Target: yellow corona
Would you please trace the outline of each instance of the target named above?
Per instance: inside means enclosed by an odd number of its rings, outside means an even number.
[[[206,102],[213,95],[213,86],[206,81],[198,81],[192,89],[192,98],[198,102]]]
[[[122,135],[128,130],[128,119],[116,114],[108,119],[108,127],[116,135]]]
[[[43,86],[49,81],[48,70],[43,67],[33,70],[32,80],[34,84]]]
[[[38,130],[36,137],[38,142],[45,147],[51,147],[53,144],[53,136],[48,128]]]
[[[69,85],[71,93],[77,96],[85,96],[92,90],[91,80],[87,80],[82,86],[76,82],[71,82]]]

Task brief —
An exact copy of every line above is needed.

Your solution —
Target: yellow corona
Would you please trace the outline of each instance of the target named above?
Per instance: inside means enclosed by an odd number of its rings, outside means an even number.
[[[206,102],[213,95],[213,86],[206,81],[198,81],[192,89],[192,98],[198,102]]]
[[[122,135],[128,130],[128,119],[116,114],[108,119],[108,127],[116,135]]]
[[[43,86],[49,81],[48,70],[43,67],[33,70],[32,80],[34,84]]]
[[[38,130],[36,137],[38,142],[45,147],[51,147],[53,144],[53,136],[48,128]]]
[[[69,85],[71,93],[77,96],[85,96],[92,90],[91,80],[87,80],[82,86],[76,82],[71,82]]]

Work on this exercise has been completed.